═════ PROVIDED TEXT ═════

Is there something about GitHub Actions + R CMD check that would prevent tasks from resolving after the first few? Have you seen anything like this before? How would you suggest I troubleshoot?

This is likely new - I have not seen Github Actions hanging on Ubuntu before for mirai. If this is a local controller, you should probably check if the individual instances are alive or dead.

So many unresolved seems to imply that something is causing the server to crash. But why this would happen after the first few are successful is strange... I will have to have a think.

shikokuchuo · 2023-04-10T09:52:50Z

It must be because GHA is using rcmdcheck rather than R CMD check. If you can replicate locally using the rcmdcheck package then we know it is due to something that package does.

wlandau · 2023-04-10T12:41:11Z

Thanks for the ideas. At https://github.com/ropensci/targets/actions/runs/4657411118, I reproduced the same problem with raw R CMD check. From the output log at https://github.com/ropensci/targets/suites/12131227600/artifacts/639574667, it looks like almost none of the tasks are assigned (the "assigned' counter is only 3 out of 100). All tasks run correctly locally on my Ubuntu setup using rcmdcheck::rcmdcheck().

═════ EXCERPTED DATA ═════

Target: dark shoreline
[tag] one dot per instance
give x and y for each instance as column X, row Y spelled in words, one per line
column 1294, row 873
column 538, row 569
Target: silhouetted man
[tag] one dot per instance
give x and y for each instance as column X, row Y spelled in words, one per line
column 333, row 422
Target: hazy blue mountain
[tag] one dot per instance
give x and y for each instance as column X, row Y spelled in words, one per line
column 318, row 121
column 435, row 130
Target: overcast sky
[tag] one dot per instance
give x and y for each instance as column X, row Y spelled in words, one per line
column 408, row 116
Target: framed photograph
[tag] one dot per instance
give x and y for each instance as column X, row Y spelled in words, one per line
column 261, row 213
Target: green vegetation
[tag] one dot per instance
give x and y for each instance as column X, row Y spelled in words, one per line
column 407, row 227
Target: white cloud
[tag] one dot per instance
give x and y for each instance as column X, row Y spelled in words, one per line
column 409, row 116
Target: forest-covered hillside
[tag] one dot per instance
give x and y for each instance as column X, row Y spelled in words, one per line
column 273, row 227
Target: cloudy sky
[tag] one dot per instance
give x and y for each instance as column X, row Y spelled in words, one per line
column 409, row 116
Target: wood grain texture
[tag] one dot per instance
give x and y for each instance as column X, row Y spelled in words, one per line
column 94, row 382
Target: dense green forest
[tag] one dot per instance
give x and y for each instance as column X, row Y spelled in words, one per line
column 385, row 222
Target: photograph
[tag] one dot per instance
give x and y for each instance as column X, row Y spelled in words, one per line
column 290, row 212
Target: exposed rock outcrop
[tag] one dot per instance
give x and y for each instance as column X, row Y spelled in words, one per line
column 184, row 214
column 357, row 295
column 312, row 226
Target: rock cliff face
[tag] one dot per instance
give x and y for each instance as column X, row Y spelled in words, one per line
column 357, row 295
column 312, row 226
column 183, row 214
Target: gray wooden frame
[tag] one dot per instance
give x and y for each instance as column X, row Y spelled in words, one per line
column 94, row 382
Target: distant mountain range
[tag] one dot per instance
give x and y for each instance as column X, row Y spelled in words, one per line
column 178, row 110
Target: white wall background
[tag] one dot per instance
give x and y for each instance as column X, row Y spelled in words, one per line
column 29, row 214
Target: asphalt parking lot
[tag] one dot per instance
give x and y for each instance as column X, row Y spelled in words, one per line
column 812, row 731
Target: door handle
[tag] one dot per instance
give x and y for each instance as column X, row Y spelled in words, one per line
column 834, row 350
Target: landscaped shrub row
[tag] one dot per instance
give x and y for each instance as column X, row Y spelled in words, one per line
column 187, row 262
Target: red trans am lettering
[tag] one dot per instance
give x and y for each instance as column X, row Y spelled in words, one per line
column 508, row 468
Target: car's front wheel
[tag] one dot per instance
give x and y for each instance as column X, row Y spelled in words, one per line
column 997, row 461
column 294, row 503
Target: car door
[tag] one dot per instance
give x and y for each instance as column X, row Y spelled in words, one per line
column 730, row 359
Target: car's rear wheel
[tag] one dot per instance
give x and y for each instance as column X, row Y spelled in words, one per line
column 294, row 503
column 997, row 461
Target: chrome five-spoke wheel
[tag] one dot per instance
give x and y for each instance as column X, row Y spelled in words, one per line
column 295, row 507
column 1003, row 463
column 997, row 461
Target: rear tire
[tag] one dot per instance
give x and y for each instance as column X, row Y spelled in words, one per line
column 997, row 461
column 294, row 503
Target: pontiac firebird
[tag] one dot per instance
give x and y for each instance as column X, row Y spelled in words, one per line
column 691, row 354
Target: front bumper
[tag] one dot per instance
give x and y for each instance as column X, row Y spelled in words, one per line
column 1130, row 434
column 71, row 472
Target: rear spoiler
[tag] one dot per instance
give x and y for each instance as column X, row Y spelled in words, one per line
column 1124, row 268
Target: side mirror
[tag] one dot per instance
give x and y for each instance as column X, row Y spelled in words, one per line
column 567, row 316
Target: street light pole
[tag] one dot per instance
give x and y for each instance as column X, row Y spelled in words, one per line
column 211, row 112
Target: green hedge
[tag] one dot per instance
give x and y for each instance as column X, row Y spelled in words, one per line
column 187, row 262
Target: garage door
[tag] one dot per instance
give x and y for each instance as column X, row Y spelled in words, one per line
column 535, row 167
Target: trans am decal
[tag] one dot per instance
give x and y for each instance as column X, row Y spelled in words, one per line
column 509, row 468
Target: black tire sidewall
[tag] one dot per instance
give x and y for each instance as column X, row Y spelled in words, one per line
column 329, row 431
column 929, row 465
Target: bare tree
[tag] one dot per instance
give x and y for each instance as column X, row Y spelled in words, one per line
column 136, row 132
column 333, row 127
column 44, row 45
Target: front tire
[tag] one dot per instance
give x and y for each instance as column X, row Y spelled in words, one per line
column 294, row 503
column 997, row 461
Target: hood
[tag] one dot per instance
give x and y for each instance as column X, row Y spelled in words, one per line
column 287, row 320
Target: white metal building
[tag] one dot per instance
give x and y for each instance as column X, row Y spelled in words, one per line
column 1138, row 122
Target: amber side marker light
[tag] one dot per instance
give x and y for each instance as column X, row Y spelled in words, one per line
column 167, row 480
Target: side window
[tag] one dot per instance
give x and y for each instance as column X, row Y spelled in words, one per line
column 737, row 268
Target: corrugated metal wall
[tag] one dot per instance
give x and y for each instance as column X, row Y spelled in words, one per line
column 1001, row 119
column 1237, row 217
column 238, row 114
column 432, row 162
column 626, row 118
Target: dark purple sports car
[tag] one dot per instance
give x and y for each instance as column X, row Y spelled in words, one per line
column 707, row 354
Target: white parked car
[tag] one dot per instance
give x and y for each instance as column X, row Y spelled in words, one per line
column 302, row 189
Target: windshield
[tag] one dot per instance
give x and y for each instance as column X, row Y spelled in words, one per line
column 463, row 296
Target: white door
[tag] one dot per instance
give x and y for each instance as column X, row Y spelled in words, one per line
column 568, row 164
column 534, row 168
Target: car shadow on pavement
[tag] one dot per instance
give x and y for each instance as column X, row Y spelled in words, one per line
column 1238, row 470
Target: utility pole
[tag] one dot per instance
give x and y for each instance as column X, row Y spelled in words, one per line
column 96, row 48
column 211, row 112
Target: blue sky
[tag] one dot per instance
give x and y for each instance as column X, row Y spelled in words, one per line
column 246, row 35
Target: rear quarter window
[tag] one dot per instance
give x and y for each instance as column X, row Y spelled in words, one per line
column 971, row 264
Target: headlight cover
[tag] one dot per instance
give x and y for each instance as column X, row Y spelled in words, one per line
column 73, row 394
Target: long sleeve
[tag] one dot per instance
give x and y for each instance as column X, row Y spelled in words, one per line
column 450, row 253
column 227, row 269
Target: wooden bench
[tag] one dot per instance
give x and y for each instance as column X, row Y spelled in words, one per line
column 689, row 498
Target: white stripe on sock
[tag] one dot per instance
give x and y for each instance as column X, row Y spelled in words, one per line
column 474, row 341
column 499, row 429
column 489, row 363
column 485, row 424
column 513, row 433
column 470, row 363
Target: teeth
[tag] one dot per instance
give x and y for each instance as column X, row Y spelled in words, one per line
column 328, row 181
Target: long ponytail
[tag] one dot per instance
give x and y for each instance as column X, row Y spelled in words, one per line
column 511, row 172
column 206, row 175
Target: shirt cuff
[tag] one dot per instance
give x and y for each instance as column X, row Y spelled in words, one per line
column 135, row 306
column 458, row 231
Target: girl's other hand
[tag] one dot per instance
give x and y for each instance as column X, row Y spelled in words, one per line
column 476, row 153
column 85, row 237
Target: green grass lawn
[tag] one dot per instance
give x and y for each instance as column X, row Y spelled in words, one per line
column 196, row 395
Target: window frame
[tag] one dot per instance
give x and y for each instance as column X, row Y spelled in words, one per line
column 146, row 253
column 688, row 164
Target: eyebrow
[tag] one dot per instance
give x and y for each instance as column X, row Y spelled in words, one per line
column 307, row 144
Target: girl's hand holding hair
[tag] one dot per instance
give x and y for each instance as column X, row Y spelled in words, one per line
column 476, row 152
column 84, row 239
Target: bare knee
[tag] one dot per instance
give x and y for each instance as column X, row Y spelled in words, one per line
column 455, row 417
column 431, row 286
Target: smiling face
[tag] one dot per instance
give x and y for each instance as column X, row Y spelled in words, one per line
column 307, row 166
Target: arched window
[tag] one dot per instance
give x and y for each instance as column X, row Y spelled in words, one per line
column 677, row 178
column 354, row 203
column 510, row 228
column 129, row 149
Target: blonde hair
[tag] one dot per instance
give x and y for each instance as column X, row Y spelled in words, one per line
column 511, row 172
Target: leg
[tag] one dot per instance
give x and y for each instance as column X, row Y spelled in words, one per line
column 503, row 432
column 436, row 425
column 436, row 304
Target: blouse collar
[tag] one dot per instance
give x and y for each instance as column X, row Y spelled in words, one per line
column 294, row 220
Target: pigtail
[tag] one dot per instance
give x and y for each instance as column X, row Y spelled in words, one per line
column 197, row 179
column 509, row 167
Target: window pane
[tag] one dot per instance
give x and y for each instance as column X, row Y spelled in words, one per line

═════

[WHAT TO DO]:
In the GitHub Actions thread, how many tasks out of 100 does the assigned counter show in the output log? The listing isn't needed for what follows.

[FULL RESPONSE]:
Only 3 out of 100.